### WHAT THIS TASK INVOLVES
Answer these questions from the article on community involvement in the HIV response.
(a) In which city and on which dates is the AIDS 2014 conference held?
(b) How old is Joan, and what is her nationality?
(c) What post does Dr Syed Jamal Shah hold?

### SELECTED EXTRACT

────────────────

22 July 2014

Africa: Communities Must Remain At the Forefront of HIV Response

Governments and policymakers are failing to involve communities in HIV and TB programmes, turning instead to researchers and experts to make key decisions. This issue has triggered debate at the AIDS 2014 conference in Melbourne, Australia (20-25 July) as representatives of some African communities claim they are being locked out of the HIV response.

Joan*, a 38-year-old Kenyan living with HIV, says the days are gone when she would be appointed to sit on health committees at district level in her country. "Most HIV support groups in Kenya have now dispersed because community participation is no longer relevant to the government," she laments.

Joan points out that previously, through support group interactions, new HIV infections would be identified and issues addressed at the District Health Committee meetings. "But now the community is no longer involved, issues affecting people living with HIV are dealt with at a doctor- to-patient level," she says.

Grassroots response

But Dr Syed Jamal Shah, health coordinator with the International Federation of Red Cross and Red Crescent Societies, maintains that community involvement in health development matters is imperative.

────────────────

### DATA SUPPLIED
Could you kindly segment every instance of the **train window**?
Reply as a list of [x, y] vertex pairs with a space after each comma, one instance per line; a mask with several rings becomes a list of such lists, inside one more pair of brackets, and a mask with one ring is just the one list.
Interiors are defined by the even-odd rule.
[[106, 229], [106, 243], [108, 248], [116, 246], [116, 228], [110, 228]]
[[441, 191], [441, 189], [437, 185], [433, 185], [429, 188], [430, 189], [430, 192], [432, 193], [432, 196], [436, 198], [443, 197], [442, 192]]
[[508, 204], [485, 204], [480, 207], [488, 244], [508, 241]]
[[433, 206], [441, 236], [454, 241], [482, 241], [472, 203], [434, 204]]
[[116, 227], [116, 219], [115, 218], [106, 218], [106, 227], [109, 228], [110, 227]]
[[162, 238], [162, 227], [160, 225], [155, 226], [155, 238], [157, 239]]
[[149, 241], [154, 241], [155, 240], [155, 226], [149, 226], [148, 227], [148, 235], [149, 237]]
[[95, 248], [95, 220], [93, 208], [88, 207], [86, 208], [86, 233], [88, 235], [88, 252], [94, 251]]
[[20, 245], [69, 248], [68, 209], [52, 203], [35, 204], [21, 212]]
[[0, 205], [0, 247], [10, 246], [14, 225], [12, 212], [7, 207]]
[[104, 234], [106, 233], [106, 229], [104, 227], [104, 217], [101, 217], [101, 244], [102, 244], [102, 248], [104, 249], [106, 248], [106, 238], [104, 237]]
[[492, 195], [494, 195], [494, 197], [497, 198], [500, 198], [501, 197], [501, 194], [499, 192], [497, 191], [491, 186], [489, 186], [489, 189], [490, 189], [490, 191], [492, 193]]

────────────────

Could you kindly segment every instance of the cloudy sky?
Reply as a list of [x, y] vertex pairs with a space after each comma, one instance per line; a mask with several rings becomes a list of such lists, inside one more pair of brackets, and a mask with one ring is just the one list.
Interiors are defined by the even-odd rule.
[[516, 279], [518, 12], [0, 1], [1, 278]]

────────────────

### ANSWER SECTION
(a) Melbourne, Australia, 20–25 July.
(b) 38 years old; Kenyan.
(c) Health coordinator with the International Federation of Red Cross and Red Crescent Societies.